**Exercise**: Quote the listing below in full and exactly as written, but omit every picture.
>>>>
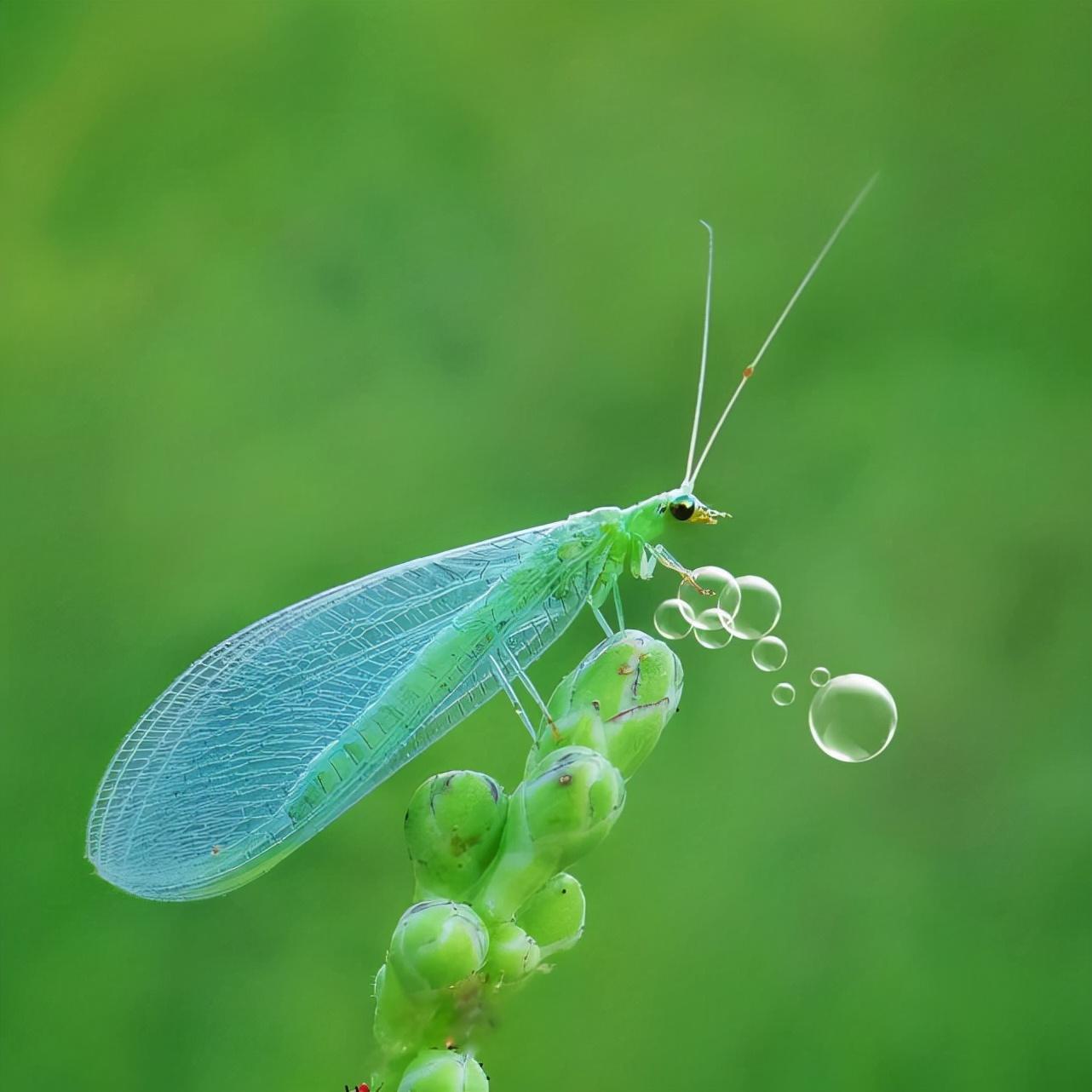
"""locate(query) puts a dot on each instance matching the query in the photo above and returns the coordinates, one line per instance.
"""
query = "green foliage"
(449, 961)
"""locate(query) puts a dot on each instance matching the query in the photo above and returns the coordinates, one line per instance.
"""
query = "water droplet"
(713, 638)
(670, 622)
(708, 612)
(759, 608)
(785, 693)
(769, 654)
(853, 717)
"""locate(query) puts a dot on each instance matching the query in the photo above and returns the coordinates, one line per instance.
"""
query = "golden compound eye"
(684, 508)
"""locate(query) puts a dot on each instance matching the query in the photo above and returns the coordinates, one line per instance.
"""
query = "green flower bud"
(437, 945)
(556, 817)
(444, 1072)
(514, 955)
(616, 702)
(399, 1018)
(572, 802)
(555, 914)
(452, 829)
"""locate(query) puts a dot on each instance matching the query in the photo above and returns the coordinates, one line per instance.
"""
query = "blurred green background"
(290, 291)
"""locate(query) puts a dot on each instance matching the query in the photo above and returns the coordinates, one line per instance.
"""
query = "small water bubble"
(713, 638)
(759, 608)
(785, 693)
(853, 717)
(769, 654)
(707, 612)
(670, 622)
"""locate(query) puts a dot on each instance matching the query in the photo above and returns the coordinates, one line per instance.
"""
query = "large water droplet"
(707, 612)
(853, 717)
(785, 693)
(670, 622)
(759, 608)
(769, 654)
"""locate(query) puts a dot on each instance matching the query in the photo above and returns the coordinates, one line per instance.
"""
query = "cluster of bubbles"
(852, 717)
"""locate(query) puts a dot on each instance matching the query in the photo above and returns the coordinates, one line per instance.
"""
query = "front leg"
(659, 553)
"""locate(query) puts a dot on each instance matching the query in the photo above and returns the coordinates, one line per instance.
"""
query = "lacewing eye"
(684, 508)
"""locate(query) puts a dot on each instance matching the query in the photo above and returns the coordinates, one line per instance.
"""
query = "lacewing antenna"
(704, 354)
(750, 371)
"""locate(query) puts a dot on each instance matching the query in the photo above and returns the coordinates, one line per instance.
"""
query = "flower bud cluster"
(495, 902)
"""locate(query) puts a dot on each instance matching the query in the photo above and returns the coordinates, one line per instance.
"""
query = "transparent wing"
(212, 763)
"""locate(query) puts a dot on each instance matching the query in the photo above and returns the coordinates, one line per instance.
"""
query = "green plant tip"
(444, 1072)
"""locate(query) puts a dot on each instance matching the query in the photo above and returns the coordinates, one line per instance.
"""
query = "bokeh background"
(296, 290)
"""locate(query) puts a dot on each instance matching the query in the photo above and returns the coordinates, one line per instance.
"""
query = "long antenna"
(704, 354)
(750, 371)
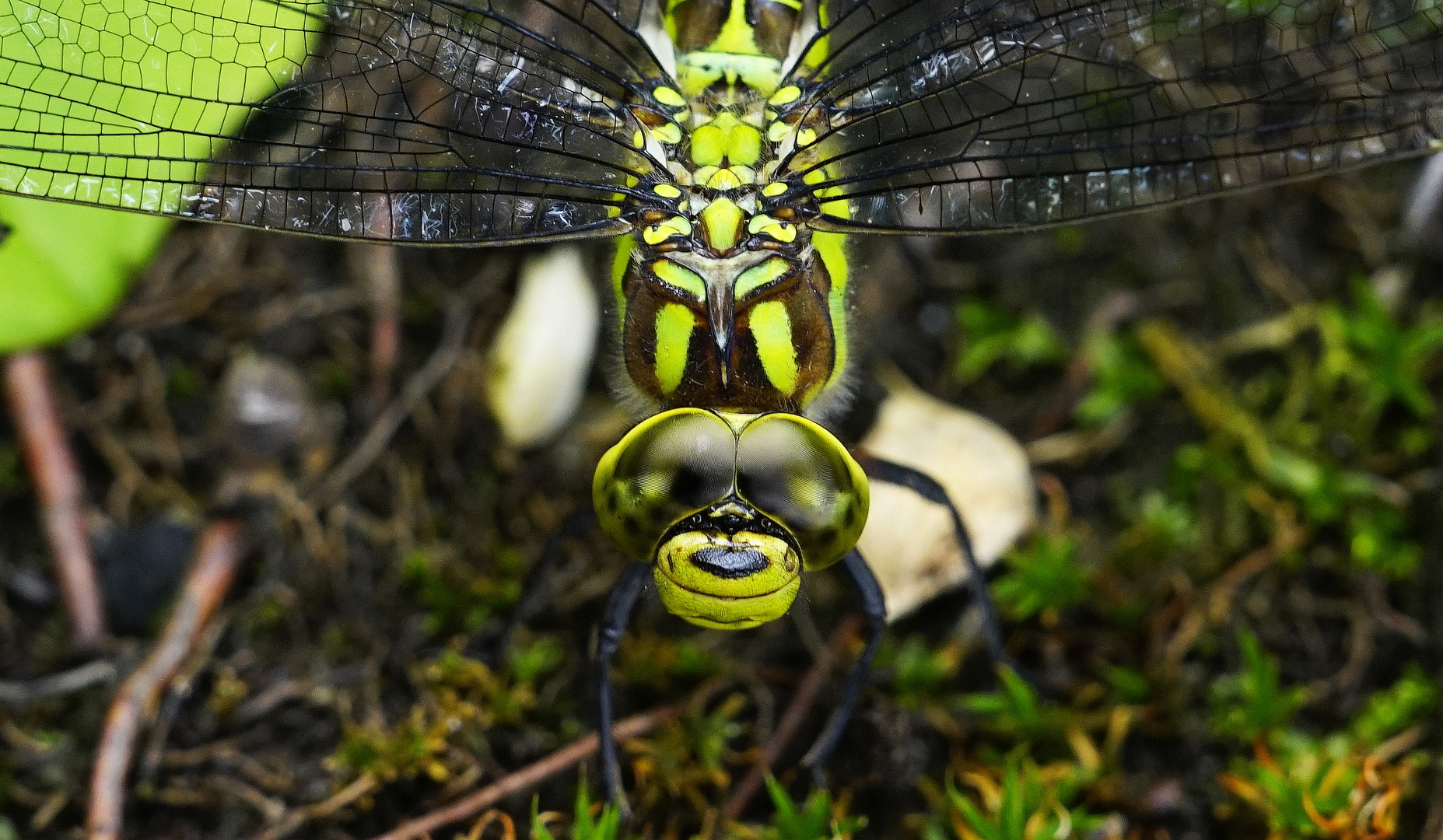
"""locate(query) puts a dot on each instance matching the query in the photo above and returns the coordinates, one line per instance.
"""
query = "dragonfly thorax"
(736, 310)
<<<<
**Worked answer**:
"""locate(query) puts a dot on each instance matching the query in the photo above and returns the coordinates, one line per instance.
"""
query = "green foliage"
(449, 961)
"""locate(query) puts a dot on each instance matching the query in the photo above and returns the coordinates, one line per instance.
"""
query = "water droplet"
(713, 638)
(670, 622)
(708, 612)
(759, 608)
(785, 693)
(769, 654)
(853, 717)
"""locate(query) puts a dot on each instance matching the query in the photo above and returns the coordinates, one line per instance.
"""
query = "golden compound eye"
(684, 508)
"""locate(query) puts a dot on each instance matching the query in the photo above and returns the coordinates, one line per instance.
"""
query = "green flower bud"
(437, 945)
(556, 817)
(444, 1072)
(514, 955)
(616, 702)
(399, 1018)
(572, 802)
(555, 914)
(452, 829)
"""locate(query) puts a dot on each instance matching the query in the photo above and returns the coordinates, one line per instance.
"""
query = "blurred green background"
(290, 291)
"""locate(query) puts a dot on each instance matching the query in the photo above and returns the coordinates, one line per instance.
"""
query = "small water bubble"
(713, 638)
(759, 608)
(785, 693)
(853, 717)
(769, 654)
(707, 612)
(670, 622)
"""locate(query) puts a dot on each instance matching the query in the photo above and returns the coordinates, one line per instance.
"""
query = "large water droplet"
(707, 612)
(853, 717)
(785, 693)
(670, 622)
(759, 608)
(769, 654)
"""locate(query) puts a dot on each instance matching the query in the photo above and returns the coordinates, one line per instance.
"""
query = "cluster of bubbles"
(852, 717)
"""locate(query) puts a dot on each instance matching the query in the photo above and returns the coordinates, one line per instance.
"""
query = "front leg"
(659, 553)
"""locate(query) puts a dot on each instance matching the query in the photo above and returns the coordinates, one line per instance.
"""
query = "lacewing eye"
(684, 508)
"""locate(query) puts a dot on each instance matching the query in the photo above and returns the coordinates, one line per instance.
"""
query = "lacewing antenna"
(704, 354)
(750, 371)
"""locate(query) puts a dot on each instance matching the query in the photo above and returns the coordinates, one line per instance.
"""
query = "flower bud cluster"
(495, 902)
"""locate(query) puts a dot on each instance matching the query in the photo above and returns the coordinates, one line per instance.
"""
query = "transparent wing"
(212, 763)
"""locate(query) puts a dot on each instance matching the query in the photo above and returns the coordinates, one line per instance.
"""
query = "green plant tip"
(444, 1072)
"""locate(query) puts a dot on each instance matching the query in the photo above and returns the coordinates, one line per instance.
"""
query = "bokeh background"
(296, 290)
"""locate(query) puts a dot on each instance matching the query in the photo above and returns the coordinates, one line per instance.
"""
query = "long antenna"
(704, 354)
(750, 371)
"""locate(query) puts a dot on each instance matching the query in the photo above and returns the coordinates, one line per instance.
"""
query = "dragonfly thorax"
(736, 310)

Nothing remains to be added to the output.